§ ARTICLE:
▬▬▬

Im going back to the Warminster store tomorrow, if there is some on the shelf, I'm cleaning them out! I called my mom back near Pittsburgh to check her store for me. She said they didnt even have a spot on the shelf for it, only the little red 1qt cans


----------



## Timberframed (Feb 10, 2016)

Bang! 7 gallons of white gas at 1/2 price. Stopped by the walmart (Willow Grove) since I needed kerosene from the gas station ($2.37 gl). Good to go with lanterns and stoves. Firing up a 1938 Brooklure lantern tonight. Thanks for the heads-up A10.


----------



## A10egress (Feb 11, 2016)

Timberframed said:


> Bang! 7 gallons of white gas at 1/2 price. Stopped by the walmart (Willow Grove) since I needed kerosene from the gas station ($2.37 gl). Good to go with lanterns and stoves. Firing up a 1938 Brooklure lantern tonight. Thanks for the heads-up A10.


you're lucky, I was gonna hit that one next  yes, Im greedy!


----------



## carhartt (Mar 8, 2016)

Heading up Thurs morning. I know I will be at the festival Friday, but maybe Thursday as well. Bring your shorts and flip flops. Much different than other yrs. I have a cpl saws that could find a new home if anyone is coming.


----------



## Timberframed (Mar 8, 2016)

Just remembered last week Easter break is coming. I take my three sons for a semi-wilderness camp for the 5 days they have off school. Been doing this for 11 years straight. One year I had a District Forester deliver me a fresh White Oak so we could have a better table. This is near the Algerine Wild Area.


----------



## carhartt (Mar 9, 2016)

▬▬▬

§ STATED TASK 1:
Reproduce the camping forum thread from "Just remembered last" up to and including "(Mar 9, 2016)".
§ STATED TASK 2:
Write the next part of the camping forum thread, picking up right after its final line.

▬▬▬

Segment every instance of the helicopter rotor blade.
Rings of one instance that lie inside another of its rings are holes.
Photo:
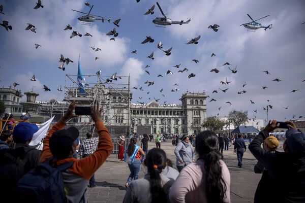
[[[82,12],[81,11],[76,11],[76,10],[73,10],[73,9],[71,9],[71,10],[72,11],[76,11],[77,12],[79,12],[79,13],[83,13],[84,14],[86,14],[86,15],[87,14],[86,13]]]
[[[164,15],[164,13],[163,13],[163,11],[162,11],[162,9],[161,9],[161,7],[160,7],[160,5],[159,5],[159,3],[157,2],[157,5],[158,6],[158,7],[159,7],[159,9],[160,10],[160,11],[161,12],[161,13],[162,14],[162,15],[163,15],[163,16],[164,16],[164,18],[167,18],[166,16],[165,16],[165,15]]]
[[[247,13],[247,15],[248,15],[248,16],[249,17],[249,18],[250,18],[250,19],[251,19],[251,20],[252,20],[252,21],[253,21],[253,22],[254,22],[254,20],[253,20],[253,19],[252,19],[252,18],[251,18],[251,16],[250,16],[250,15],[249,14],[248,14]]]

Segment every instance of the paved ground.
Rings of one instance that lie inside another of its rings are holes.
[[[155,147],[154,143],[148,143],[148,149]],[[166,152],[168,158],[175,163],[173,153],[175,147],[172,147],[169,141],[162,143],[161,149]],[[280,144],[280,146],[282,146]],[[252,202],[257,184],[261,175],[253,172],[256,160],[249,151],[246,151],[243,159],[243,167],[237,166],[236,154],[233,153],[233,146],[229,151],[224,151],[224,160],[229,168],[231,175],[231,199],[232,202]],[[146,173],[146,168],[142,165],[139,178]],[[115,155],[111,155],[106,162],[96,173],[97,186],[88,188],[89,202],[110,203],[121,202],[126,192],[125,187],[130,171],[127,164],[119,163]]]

▬▬▬

§ RESULT 1:
Just remembered last week Easter break is coming. I take my three sons for a semi-wilderness camp for the 5 days they have off school. Been doing this for 11 years straight. One year I had a District Forester deliver me a fresh White Oak so we could have a better table. This is near the Algerine Wild Area.


----------



## carhartt (Mar 9, 2016)

§ RESULT 2:
Nice. That table is pretty slick. I am sure the kids have good time and not even realizing how much they are learning. I just hope they learn there are more and better products than Budweiser. At an older age of course. I love all the glowing rustic lanterns and the sneaky extension cord running to the tent. Unless maybe it is a rope tied to the food cooler so you know when Yogi is making off with the groceries.


----------



## Timberframed (Mar 9, 2016)

Forgot a night scene


----------



## rarefish383 (May 11, 2016)

Timberframed said:


> View attachment 483490
> That's some good carving work there. The turkey reminds me of the Lumberjack festival in Forksville, PA every October. Guy was selling chainsaw cutter attachments belt drive methinks he makes em' on a lathe. Would have bought one but my boys were hungry so the cash was stripped out'a my hands fast. Bench looks straight enough from here.


I'm gonna have to run up 95 one of these days just to see your shop. I'll bring a couple "Stoudts" Fat Dogs, from Adamstown, PA. If you think about it, post this event next year, I'd like to come, and it might be something I'm interested in that my wife would like to see. Can't get her to go hunting, fishing, or drag racing, Joe.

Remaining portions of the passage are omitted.